■ Exercise prompt ■
A verbatim copy of all the data is required; the pictures should not appear in it.

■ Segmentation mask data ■
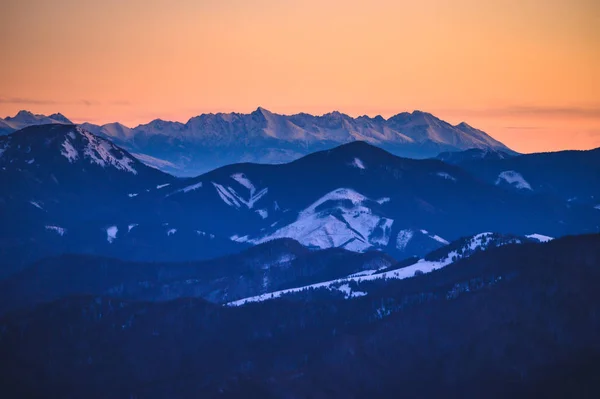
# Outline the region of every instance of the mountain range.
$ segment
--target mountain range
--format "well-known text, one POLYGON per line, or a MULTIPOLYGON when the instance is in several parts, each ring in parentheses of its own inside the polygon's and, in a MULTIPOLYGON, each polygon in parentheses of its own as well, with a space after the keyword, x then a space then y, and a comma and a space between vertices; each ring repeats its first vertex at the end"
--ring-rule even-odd
POLYGON ((343 292, 351 298, 358 294, 350 285, 409 278, 503 245, 550 240, 541 235, 481 233, 444 245, 423 258, 400 262, 383 251, 310 250, 289 238, 196 262, 143 263, 60 255, 44 258, 0 281, 0 314, 74 295, 157 302, 200 297, 213 303, 240 305, 315 289, 343 292))
MULTIPOLYGON (((504 187, 502 179, 486 182, 456 165, 399 158, 360 141, 195 178, 148 167, 74 125, 31 126, 0 137, 0 148, 2 274, 65 252, 187 261, 292 238, 402 258, 482 231, 559 237, 600 225, 593 202, 504 187)), ((512 173, 499 176, 505 172, 512 173)), ((548 186, 554 177, 540 176, 548 186)))
MULTIPOLYGON (((70 121, 60 114, 46 117, 21 111, 0 119, 0 134, 46 123, 70 121)), ((352 118, 340 112, 280 115, 259 107, 250 114, 202 114, 185 124, 156 119, 134 128, 118 122, 83 123, 81 127, 111 140, 148 165, 177 176, 195 176, 239 162, 290 162, 352 141, 365 141, 410 158, 472 148, 515 154, 465 122, 454 126, 421 111, 384 119, 352 118)))
POLYGON ((50 123, 72 124, 72 122, 61 113, 46 116, 22 110, 15 116, 7 116, 4 119, 0 118, 0 135, 10 134, 28 126, 47 125, 50 123))

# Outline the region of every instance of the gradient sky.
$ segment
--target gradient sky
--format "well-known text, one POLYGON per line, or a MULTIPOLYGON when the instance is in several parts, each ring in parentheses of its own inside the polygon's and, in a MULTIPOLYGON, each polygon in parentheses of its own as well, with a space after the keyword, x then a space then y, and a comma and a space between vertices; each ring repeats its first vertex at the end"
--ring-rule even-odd
POLYGON ((521 152, 600 146, 597 0, 0 0, 0 115, 467 121, 521 152))

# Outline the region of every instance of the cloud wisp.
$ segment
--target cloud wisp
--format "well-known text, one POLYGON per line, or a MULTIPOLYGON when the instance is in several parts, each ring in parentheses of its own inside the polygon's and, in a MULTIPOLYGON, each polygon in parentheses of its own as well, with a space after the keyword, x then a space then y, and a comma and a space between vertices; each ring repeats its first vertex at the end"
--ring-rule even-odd
POLYGON ((129 101, 109 101, 103 103, 96 100, 76 100, 76 101, 57 101, 47 100, 39 98, 27 98, 27 97, 0 97, 0 104, 21 104, 21 105, 84 105, 86 107, 95 107, 101 105, 114 105, 114 106, 129 106, 129 101))

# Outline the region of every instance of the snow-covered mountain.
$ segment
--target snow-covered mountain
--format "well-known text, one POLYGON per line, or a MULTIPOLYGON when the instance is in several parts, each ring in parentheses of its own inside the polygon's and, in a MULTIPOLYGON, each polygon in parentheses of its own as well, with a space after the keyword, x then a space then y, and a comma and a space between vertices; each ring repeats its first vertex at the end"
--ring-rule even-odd
MULTIPOLYGON (((426 248, 448 243, 423 229, 401 230, 394 234, 395 242, 391 242, 394 220, 383 216, 385 212, 381 211, 381 206, 388 201, 388 197, 373 200, 352 189, 338 188, 301 210, 296 220, 289 224, 272 224, 266 232, 263 230, 256 237, 234 235, 231 238, 237 242, 260 244, 290 237, 311 248, 345 248, 363 252, 392 247, 394 253, 410 253, 407 252, 410 251, 408 244, 415 241, 421 241, 421 245, 428 244, 426 248)), ((263 218, 268 218, 268 210, 257 212, 263 218)))
MULTIPOLYGON (((14 130, 24 127, 28 120, 31 124, 44 123, 42 120, 45 123, 57 121, 22 111, 4 122, 12 123, 14 126, 8 129, 14 130), (18 126, 11 122, 14 119, 21 121, 18 126)), ((2 121, 0 129, 1 126, 2 121)), ((117 122, 102 126, 84 123, 81 126, 110 139, 142 161, 179 176, 194 176, 238 162, 290 162, 311 152, 352 141, 365 141, 411 158, 428 158, 443 151, 472 148, 513 153, 504 144, 466 123, 454 126, 421 111, 384 119, 381 116, 353 118, 340 112, 321 116, 280 115, 258 108, 250 114, 202 114, 186 123, 156 119, 134 128, 117 122)))
POLYGON ((73 124, 34 125, 1 136, 0 150, 0 168, 4 175, 20 173, 37 180, 43 175, 52 175, 58 184, 63 183, 57 181, 62 173, 89 174, 89 184, 98 183, 93 181, 95 177, 102 181, 113 173, 173 179, 144 165, 111 141, 73 124), (99 173, 102 176, 95 176, 99 173))
POLYGON ((236 162, 289 162, 357 140, 414 158, 469 148, 511 152, 480 130, 464 123, 453 126, 420 111, 387 120, 339 112, 280 115, 264 108, 250 114, 203 114, 185 124, 155 120, 140 125, 131 139, 119 144, 176 165, 175 170, 167 169, 173 173, 193 175, 236 162))
POLYGON ((36 125, 1 136, 4 259, 9 264, 16 253, 25 261, 46 250, 69 248, 61 241, 90 248, 91 242, 82 243, 84 237, 92 231, 102 234, 110 226, 104 226, 107 215, 128 213, 128 193, 174 180, 75 125, 36 125), (29 250, 30 245, 41 247, 29 250))
POLYGON ((33 114, 29 111, 22 110, 19 111, 15 116, 7 116, 4 119, 0 118, 0 135, 9 134, 27 126, 45 125, 48 123, 62 123, 70 125, 73 122, 60 113, 46 116, 41 114, 33 114))
POLYGON ((102 126, 86 122, 82 123, 80 127, 95 134, 96 136, 109 138, 114 143, 133 138, 133 130, 119 122, 107 123, 102 126))
POLYGON ((3 137, 0 148, 7 188, 0 211, 8 221, 1 245, 18 267, 35 260, 30 255, 63 252, 198 260, 276 238, 401 259, 481 231, 559 237, 600 225, 596 209, 360 141, 288 164, 233 164, 190 179, 72 125, 29 127, 3 137))
POLYGON ((160 119, 133 129, 146 136, 168 136, 185 140, 203 140, 215 146, 228 146, 238 140, 276 139, 310 144, 320 141, 346 143, 366 141, 371 144, 424 144, 467 148, 506 147, 481 130, 465 123, 452 126, 421 111, 401 113, 388 120, 377 116, 352 118, 340 112, 322 116, 309 114, 280 115, 264 108, 250 114, 202 114, 187 123, 160 119))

■ Exercise response ■
# Outline the region of every instance of the mountain range.
$ segment
--target mountain range
--format "well-known text, one POLYGON per line, or a MULTIPOLYGON when the instance is in several parts, each ring in parentheses of its own inside the polygon's and, in a MULTIPOLYGON, each polygon in parentheses of its own as well, with a space after the keyword, x then a space then y, and a comma and a space between vertices; each ring repeats its first vertex at the end"
--ring-rule even-odd
POLYGON ((343 292, 351 298, 358 294, 350 285, 409 278, 503 245, 550 240, 541 235, 481 233, 444 245, 423 258, 400 262, 383 251, 310 250, 289 238, 196 262, 143 263, 60 255, 44 258, 0 281, 0 314, 74 295, 157 302, 200 297, 213 303, 240 305, 315 289, 343 292))
MULTIPOLYGON (((504 187, 502 179, 486 182, 456 165, 399 158, 360 141, 195 178, 148 167, 74 125, 31 126, 0 137, 0 148, 2 274, 65 252, 187 261, 292 238, 402 258, 482 231, 559 237, 600 225, 593 202, 504 187)), ((512 173, 499 176, 505 172, 512 173)), ((548 186, 554 177, 540 176, 548 186)))
MULTIPOLYGON (((70 121, 60 114, 46 117, 21 111, 0 119, 0 134, 46 123, 70 121)), ((352 118, 340 112, 280 115, 259 107, 250 114, 202 114, 185 124, 156 119, 134 128, 118 122, 83 123, 81 127, 111 140, 148 165, 177 176, 195 176, 239 162, 290 162, 352 141, 365 141, 410 158, 472 148, 515 154, 465 122, 454 126, 421 111, 384 119, 352 118)))
POLYGON ((50 123, 72 124, 72 122, 61 113, 46 116, 22 110, 15 116, 7 116, 4 119, 0 118, 0 135, 10 134, 28 126, 47 125, 50 123))

# Outline the region of every instance of the gradient sky.
$ segment
--target gradient sky
--format "well-known text, one POLYGON per line, or a MULTIPOLYGON when the instance is in several parts, each ring in parentheses of its own inside the polygon's and, in a MULTIPOLYGON, each polygon in parentheses of its own as well, with a space after the keyword, x then a space then y, and a comma and a space between vertices; each ring repeats its first vertex at the end"
--ring-rule even-odd
POLYGON ((521 152, 600 146, 597 0, 0 0, 0 115, 467 121, 521 152))

# Outline the region of every instance of the cloud wisp.
$ segment
--target cloud wisp
--format "well-known text, one POLYGON per line, or a MULTIPOLYGON when the instance is in several parts, each ring in parentheses of its own inside the polygon's and, in a MULTIPOLYGON, each polygon in parentheses of its own as well, with a space after the keyword, x then a space then y, and a comma and a space between vertices; each ring repeats its first vertex at the end"
--ring-rule even-odd
POLYGON ((129 101, 109 101, 103 103, 96 100, 76 100, 76 101, 57 101, 47 100, 39 98, 27 98, 27 97, 0 97, 0 104, 21 104, 21 105, 84 105, 86 107, 95 107, 101 105, 114 105, 114 106, 129 106, 129 101))

# Outline the region of every instance of the snow-covered mountain.
$ segment
--target snow-covered mountain
--format "well-known text, one POLYGON per line, or a MULTIPOLYGON when the instance is in several parts, each ring in parentheses of its own inside the polygon's and, in a MULTIPOLYGON, each polygon in parentheses of its own as well, with a space after the keyword, x then a space then y, and a comma and a space between vertices; each ring repeats its first vertex at the end"
--ring-rule even-odd
MULTIPOLYGON (((426 248, 448 243, 423 229, 401 230, 394 234, 395 242, 391 242, 394 220, 383 216, 385 212, 381 211, 381 206, 388 201, 388 197, 373 200, 352 189, 338 188, 301 210, 296 220, 289 224, 272 224, 266 232, 263 230, 256 237, 234 235, 231 238, 237 242, 260 244, 290 237, 311 248, 345 248, 363 252, 392 247, 394 253, 410 253, 407 252, 410 251, 408 244, 415 241, 421 241, 421 245, 428 244, 426 248)), ((263 218, 268 218, 268 210, 257 212, 263 218)))
MULTIPOLYGON (((14 130, 24 127, 28 120, 31 124, 44 123, 42 120, 45 123, 57 121, 22 111, 4 122, 12 123, 14 126, 8 129, 14 130), (18 126, 11 122, 14 119, 21 121, 18 126)), ((2 121, 0 129, 1 126, 2 121)), ((117 122, 102 126, 84 123, 81 126, 110 139, 142 161, 179 176, 194 176, 238 162, 290 162, 311 152, 352 141, 365 141, 411 158, 428 158, 443 151, 472 148, 513 153, 504 144, 466 123, 454 126, 421 111, 384 119, 381 116, 353 118, 340 112, 321 116, 280 115, 258 108, 250 114, 202 114, 186 123, 156 119, 134 128, 117 122)))
POLYGON ((73 124, 34 125, 1 136, 0 150, 0 168, 4 175, 20 173, 37 180, 43 175, 52 175, 58 184, 63 183, 57 181, 62 173, 89 174, 89 184, 98 183, 93 181, 95 177, 102 181, 113 173, 173 179, 144 165, 111 141, 73 124), (99 173, 102 176, 95 176, 99 173))
POLYGON ((236 162, 289 162, 357 140, 414 158, 469 148, 511 152, 480 130, 464 123, 453 126, 420 111, 387 120, 339 112, 280 115, 264 108, 250 114, 203 114, 185 124, 155 120, 140 125, 131 139, 119 144, 176 165, 175 170, 167 169, 173 173, 193 175, 236 162))
POLYGON ((36 125, 1 136, 4 259, 9 264, 16 253, 25 261, 46 250, 69 248, 61 241, 90 248, 91 242, 82 243, 84 237, 92 231, 102 234, 110 226, 104 226, 107 215, 128 213, 128 193, 174 180, 75 125, 36 125), (29 250, 30 245, 41 247, 29 250))
POLYGON ((33 114, 29 111, 22 110, 19 111, 15 116, 7 116, 4 119, 0 118, 0 135, 9 134, 27 126, 45 125, 48 123, 62 123, 70 125, 73 122, 60 113, 46 116, 41 114, 33 114))
POLYGON ((102 126, 86 122, 82 123, 80 127, 95 134, 96 136, 109 138, 114 143, 133 138, 133 130, 119 122, 107 123, 102 126))
POLYGON ((3 137, 0 148, 7 188, 0 211, 8 221, 1 245, 18 267, 35 260, 30 255, 63 252, 198 260, 276 238, 401 259, 481 231, 559 237, 600 225, 596 209, 360 141, 288 164, 233 164, 190 179, 72 125, 29 127, 3 137))
POLYGON ((160 119, 133 129, 146 136, 168 136, 185 140, 203 140, 215 146, 228 146, 238 140, 276 139, 310 144, 320 141, 346 143, 366 141, 371 144, 424 144, 467 148, 506 147, 481 130, 465 123, 452 126, 421 111, 401 113, 388 120, 377 116, 352 118, 340 112, 322 116, 309 114, 280 115, 264 108, 250 114, 202 114, 187 123, 160 119))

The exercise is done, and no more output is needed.